EXTRACT TO READ ->
++++++++++++++++++++

274. Draft Report by the National Security Council0
DIRECTOR OF SPECIAL STUDIES
1. To consider measures for the furtherance of covert operations in the interest of our national security.[Page 678]
2. The means employed by a nation in pursuit of its national objectives may be both overt and covert. They range in time of peace from such overt actions as political alliances, economic measures (as ERP), and “white” informational activities, to such covert operations as unacknowledged support of “friendly” foreign elements, “black” propaganda and encouragement of underground resistance in hostile states.
3. Having assumed greater international responsibilities than ever before in our history and having been engaged in a “cold war” by the full might of the Kremlin, the United States cannot afford to leave unmobilized or unemployed its resources for covert operations. The United States cannot afford in the future, in perhaps more serious political crises, to reply upon improvised covert operations as was done at the time of the Italian elections.
4. In NSC 4–A1 provision was made for the conduct of certain covert psychological (propaganda) operations. The State–Army–Navy–Air Force Coordinating Committee has considered such matters as utilization of refugees from the USSR in the United States national interest (SANACC 395),2 plans for evacuation of key foreign personnel (SANACC 396), demolition of oil facilities (SANACC 398), and psychological warfare (SANACC 304).3 In connection with psychological warfare, the views of the Joint Chiefs of Staff, concurred in by the State-Army-Navy-Air Force Coordinating Committee, have been referred to the National Security Council for consideration. It is the opinion of the Joint Chiefs of Staff that from the military point of view “there should be established, as soon as practicable, under the National Security Council, a Psychological Warfare Organization, but with its peacetime scope and activities limited to that of a working nucleus for planning and coordination” (SANACC 304/14).4 The Policy Planning Staff of the Department of State has also recommended that covert operations be immediately instituted under unified direction.5
5. In the light of the above considerations, there is a need for an organization which is designed to strengthen and extend current covert operations in the interest of our national security and to provide for plans and preparations for the conduct, in time of war, of covert operations and [Page 679]of the overt phases of psychological warfare. The establishment of such an organization will require the revision of NSC 4–A.

++++++++++++++++++++

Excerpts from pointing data
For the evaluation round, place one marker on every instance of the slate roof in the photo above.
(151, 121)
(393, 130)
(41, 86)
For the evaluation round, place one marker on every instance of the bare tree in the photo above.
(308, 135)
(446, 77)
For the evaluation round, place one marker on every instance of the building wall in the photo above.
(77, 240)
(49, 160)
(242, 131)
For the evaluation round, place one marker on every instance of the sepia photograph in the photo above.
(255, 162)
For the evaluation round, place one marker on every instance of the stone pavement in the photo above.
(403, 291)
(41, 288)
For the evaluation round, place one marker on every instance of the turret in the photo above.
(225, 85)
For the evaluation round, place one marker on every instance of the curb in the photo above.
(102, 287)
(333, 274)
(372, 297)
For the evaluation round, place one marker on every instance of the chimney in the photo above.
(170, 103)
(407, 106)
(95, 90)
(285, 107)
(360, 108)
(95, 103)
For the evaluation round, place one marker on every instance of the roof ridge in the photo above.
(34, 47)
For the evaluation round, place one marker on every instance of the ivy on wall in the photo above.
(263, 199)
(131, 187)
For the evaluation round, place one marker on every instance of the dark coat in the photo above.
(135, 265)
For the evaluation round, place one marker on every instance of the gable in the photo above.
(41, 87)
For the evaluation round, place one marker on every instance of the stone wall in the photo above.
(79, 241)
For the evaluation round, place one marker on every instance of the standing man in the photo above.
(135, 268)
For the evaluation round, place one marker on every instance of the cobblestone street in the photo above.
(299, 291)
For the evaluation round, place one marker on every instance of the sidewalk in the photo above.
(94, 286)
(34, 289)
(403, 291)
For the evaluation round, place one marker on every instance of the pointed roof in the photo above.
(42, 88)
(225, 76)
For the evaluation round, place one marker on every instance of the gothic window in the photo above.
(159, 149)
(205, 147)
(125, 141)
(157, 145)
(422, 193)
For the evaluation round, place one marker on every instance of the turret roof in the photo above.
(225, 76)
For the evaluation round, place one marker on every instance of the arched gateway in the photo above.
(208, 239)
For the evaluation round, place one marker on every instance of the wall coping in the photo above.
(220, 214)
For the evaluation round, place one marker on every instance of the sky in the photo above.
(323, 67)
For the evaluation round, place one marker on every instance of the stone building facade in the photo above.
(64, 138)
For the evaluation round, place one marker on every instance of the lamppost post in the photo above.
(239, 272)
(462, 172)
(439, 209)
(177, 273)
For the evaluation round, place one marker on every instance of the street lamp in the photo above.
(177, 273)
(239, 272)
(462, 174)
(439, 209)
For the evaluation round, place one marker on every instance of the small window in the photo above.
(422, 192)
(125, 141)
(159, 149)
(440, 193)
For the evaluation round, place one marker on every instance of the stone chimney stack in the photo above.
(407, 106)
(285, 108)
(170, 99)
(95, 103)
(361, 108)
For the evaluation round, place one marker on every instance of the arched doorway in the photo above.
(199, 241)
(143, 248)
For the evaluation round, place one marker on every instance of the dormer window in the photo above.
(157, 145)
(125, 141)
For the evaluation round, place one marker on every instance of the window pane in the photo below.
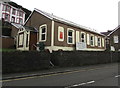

++++++++++++++++++++

TASKS TO CARRY OUT ->
1. Summarize the draft report on covert operations in two sentences.
2. In the draft report on covert operations, what did the Policy Planning Staff of the Department of State recommend?
The records were taken from a separate source.

EXERCISE ANSWERS ->
1. The draft report argues that the United States, having taken on greater international responsibilities and being engaged in a cold war by the Kremlin, cannot afford to leave its resources for covert operations unused or to rely on improvised operations as it did at the time of the Italian elections. It therefore calls for an organization to strengthen and extend current covert operations and to plan and prepare for covert operations and the overt phases of psychological warfare in wartime, which will require revising NSC 4–A.

2. It recommended that covert operations be immediately instituted under unified direction.